Gather every line in the records below that contains the string "mirror", and copy each line unchanged.

Region labeling records:
════════════════

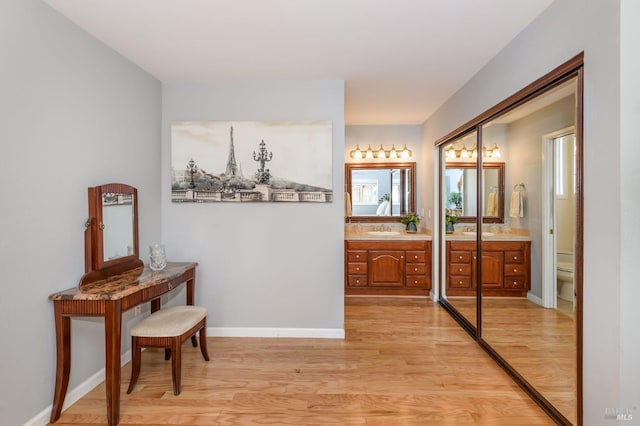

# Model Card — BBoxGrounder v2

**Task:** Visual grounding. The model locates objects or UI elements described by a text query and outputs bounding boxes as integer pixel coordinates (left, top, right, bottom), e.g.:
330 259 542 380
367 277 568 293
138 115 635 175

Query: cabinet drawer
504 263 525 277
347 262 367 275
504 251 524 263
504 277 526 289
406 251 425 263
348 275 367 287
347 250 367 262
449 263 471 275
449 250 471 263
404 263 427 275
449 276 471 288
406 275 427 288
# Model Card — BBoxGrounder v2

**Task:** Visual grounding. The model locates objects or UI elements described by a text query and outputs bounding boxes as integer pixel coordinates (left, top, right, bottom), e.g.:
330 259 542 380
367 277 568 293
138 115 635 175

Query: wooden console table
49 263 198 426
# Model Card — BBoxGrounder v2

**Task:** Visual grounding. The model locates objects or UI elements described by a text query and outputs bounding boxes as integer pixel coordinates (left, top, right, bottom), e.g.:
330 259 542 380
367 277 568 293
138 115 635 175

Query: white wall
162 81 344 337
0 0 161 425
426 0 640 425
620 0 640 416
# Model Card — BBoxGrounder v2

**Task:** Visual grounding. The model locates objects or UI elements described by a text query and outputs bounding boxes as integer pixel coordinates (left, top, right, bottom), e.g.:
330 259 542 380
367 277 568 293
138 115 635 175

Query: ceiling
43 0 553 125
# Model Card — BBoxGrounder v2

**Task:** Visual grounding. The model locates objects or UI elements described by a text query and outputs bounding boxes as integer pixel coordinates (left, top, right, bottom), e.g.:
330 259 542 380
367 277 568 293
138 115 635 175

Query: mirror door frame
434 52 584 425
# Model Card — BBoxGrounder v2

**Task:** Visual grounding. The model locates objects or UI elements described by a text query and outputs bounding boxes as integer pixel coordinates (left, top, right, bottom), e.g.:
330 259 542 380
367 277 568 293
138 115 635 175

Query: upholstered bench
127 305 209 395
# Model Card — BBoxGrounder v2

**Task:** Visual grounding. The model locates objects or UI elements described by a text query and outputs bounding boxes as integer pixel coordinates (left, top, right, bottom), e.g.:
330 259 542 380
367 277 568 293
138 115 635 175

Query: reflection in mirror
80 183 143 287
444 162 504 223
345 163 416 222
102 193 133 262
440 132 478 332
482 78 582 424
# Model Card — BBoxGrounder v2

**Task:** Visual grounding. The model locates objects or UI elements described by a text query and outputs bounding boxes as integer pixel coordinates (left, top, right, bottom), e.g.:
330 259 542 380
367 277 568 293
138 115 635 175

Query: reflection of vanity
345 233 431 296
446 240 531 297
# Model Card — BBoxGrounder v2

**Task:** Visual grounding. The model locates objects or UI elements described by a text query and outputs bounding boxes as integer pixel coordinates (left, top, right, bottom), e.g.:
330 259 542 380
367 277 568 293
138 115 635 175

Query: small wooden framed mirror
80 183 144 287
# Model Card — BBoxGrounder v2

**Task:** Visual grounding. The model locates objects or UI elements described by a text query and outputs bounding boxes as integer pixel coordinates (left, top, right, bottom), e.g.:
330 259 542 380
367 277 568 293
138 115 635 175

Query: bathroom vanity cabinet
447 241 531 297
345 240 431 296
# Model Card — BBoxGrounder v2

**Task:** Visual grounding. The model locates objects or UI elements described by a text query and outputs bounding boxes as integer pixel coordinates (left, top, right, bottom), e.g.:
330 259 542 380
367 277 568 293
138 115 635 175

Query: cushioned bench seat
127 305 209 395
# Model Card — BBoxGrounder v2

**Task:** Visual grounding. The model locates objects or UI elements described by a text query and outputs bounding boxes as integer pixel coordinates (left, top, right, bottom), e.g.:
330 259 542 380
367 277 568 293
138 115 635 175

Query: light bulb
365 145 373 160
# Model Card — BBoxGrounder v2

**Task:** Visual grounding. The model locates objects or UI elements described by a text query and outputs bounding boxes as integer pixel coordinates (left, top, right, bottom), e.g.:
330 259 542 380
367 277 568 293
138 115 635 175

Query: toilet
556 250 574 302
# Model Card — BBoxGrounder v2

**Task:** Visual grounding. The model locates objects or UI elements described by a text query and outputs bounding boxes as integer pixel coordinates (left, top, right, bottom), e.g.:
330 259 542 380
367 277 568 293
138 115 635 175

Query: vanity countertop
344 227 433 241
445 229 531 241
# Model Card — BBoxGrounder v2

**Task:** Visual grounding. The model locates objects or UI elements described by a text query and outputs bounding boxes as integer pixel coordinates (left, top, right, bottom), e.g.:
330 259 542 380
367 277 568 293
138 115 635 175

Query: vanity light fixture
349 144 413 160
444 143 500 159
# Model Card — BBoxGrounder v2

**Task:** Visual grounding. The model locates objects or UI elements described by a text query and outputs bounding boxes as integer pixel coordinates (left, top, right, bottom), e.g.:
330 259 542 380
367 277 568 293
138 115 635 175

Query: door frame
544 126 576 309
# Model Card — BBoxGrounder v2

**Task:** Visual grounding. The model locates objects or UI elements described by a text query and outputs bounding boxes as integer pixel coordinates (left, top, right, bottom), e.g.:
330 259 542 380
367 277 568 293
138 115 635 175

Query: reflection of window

════════════════

:: Result for this task ::
Query: mirror door frame
Query: reflection in mirror
Query: small wooden framed mirror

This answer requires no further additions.